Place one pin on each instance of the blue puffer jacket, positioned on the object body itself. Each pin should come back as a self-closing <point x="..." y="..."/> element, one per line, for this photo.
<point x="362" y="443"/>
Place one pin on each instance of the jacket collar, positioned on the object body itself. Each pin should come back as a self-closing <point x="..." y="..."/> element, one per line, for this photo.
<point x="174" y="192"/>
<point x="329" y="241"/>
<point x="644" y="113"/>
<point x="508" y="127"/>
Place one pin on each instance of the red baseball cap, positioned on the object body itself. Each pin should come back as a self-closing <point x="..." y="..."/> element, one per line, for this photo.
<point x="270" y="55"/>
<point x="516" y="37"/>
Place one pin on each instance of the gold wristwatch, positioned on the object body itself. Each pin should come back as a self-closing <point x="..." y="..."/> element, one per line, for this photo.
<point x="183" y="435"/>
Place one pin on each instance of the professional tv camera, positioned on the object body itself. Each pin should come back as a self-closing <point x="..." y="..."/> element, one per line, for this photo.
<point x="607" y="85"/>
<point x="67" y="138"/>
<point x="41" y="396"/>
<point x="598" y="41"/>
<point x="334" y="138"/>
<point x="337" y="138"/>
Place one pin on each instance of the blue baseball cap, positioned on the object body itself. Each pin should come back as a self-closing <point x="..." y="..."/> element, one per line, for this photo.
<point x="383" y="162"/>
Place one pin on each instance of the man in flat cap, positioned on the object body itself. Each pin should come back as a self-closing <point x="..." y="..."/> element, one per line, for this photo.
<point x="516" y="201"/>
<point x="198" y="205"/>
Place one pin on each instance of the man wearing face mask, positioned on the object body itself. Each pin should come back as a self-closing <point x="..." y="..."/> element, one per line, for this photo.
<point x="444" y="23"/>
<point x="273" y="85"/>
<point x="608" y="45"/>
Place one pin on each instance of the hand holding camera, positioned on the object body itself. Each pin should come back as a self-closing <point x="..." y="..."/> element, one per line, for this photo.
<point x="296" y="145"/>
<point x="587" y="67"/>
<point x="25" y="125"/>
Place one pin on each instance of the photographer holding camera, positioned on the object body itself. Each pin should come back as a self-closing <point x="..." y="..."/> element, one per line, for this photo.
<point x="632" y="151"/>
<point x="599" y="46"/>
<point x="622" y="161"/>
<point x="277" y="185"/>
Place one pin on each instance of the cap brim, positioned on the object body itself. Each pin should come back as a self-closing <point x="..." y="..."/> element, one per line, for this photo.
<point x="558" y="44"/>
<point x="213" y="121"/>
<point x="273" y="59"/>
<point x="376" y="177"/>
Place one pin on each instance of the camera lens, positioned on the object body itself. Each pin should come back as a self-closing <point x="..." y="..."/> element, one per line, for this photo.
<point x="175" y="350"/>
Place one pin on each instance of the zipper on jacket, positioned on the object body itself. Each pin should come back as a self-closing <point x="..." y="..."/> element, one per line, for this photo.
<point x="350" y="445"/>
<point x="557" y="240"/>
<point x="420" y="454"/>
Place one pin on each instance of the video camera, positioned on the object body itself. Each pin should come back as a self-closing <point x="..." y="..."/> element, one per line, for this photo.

ABOUT THIS EXERCISE → The entire listing must be repeated without a single change.

YOUR SOLUTION →
Place one pin on each instance of the blue puffer jacket, positioned on the object body itself. Each pin should come back as a self-closing <point x="..." y="..."/> element, one per line, for this photo.
<point x="362" y="443"/>
Place one pin on each instance of the jacket collar, positioned on the object body itself. Each pin should come back as a self-closing <point x="..." y="..."/> element, one per line, for this photo.
<point x="174" y="192"/>
<point x="329" y="241"/>
<point x="644" y="113"/>
<point x="508" y="127"/>
Place one pin on each instance of the red baseball cap, positioned on the object body itself. Each pin should come back as a self-closing <point x="..." y="..."/> element, one per line, for this photo.
<point x="270" y="55"/>
<point x="516" y="37"/>
Place one pin on each instance of the gold wristwatch, positioned on the object body itself. Each pin should come back as a self-closing <point x="..." y="..."/> element, one per line, for this photo.
<point x="183" y="435"/>
Place one pin on each instance of the professional tv camera, positioned on the object body itself. Each pin should come back as a self-closing <point x="..." y="..."/> element, one per line, for this photo.
<point x="607" y="85"/>
<point x="67" y="138"/>
<point x="41" y="396"/>
<point x="598" y="41"/>
<point x="334" y="138"/>
<point x="337" y="138"/>
Place one pin on each instance of the blue baseball cap, positioned on the object body itself. Each pin should come back as a self-closing <point x="..." y="..."/> element, one per line, for this photo.
<point x="383" y="162"/>
Place one pin on each instance of the man in flat cap, positioned on the object body itself. Each pin should come back as a self-closing <point x="..." y="..."/> element, one per line, for this photo.
<point x="516" y="201"/>
<point x="198" y="205"/>
Place one pin on each instance of the man wearing face mask, positioned on the object body itself. Each pin should come back as a self-closing <point x="..." y="..."/> element, one per line, for this photo.
<point x="444" y="23"/>
<point x="273" y="85"/>
<point x="608" y="45"/>
Place one pin on each instance of the hand holding camera, positioned on the object body itself. Each pin should come back as a self-closing <point x="..." y="..."/> element, one per line, for this photo.
<point x="296" y="145"/>
<point x="587" y="67"/>
<point x="25" y="125"/>
Place one pin on each instance of the photographer holding camera, positioned on the object body itself. Each pin should come back as a self-closing <point x="..." y="..."/> element, one per line, for this photo.
<point x="632" y="151"/>
<point x="599" y="46"/>
<point x="622" y="161"/>
<point x="277" y="185"/>
Place one pin on each instance of the cap brim, positioned on the object body itself. Each pin should come back as a self-closing <point x="..." y="..."/> element, one per line, for this photo.
<point x="558" y="44"/>
<point x="213" y="121"/>
<point x="273" y="59"/>
<point x="376" y="177"/>
Place one pin on each instance of the camera lens, positioned on the object body itself. Each pin should come back as a self-closing <point x="..." y="..."/> element, one per line, for this photo.
<point x="175" y="350"/>
Place one pin on each instance of the zipper on jacket, positioned on the object body itself. Each pin should come back as a self-closing <point x="..." y="..."/> element, one per line, for this photo.
<point x="350" y="445"/>
<point x="557" y="240"/>
<point x="420" y="454"/>
Place one pin on each instance of the video camera, positioned on the object body itself. Each pin should come back as a self-closing <point x="..." y="..."/> element, one per line, for this photo.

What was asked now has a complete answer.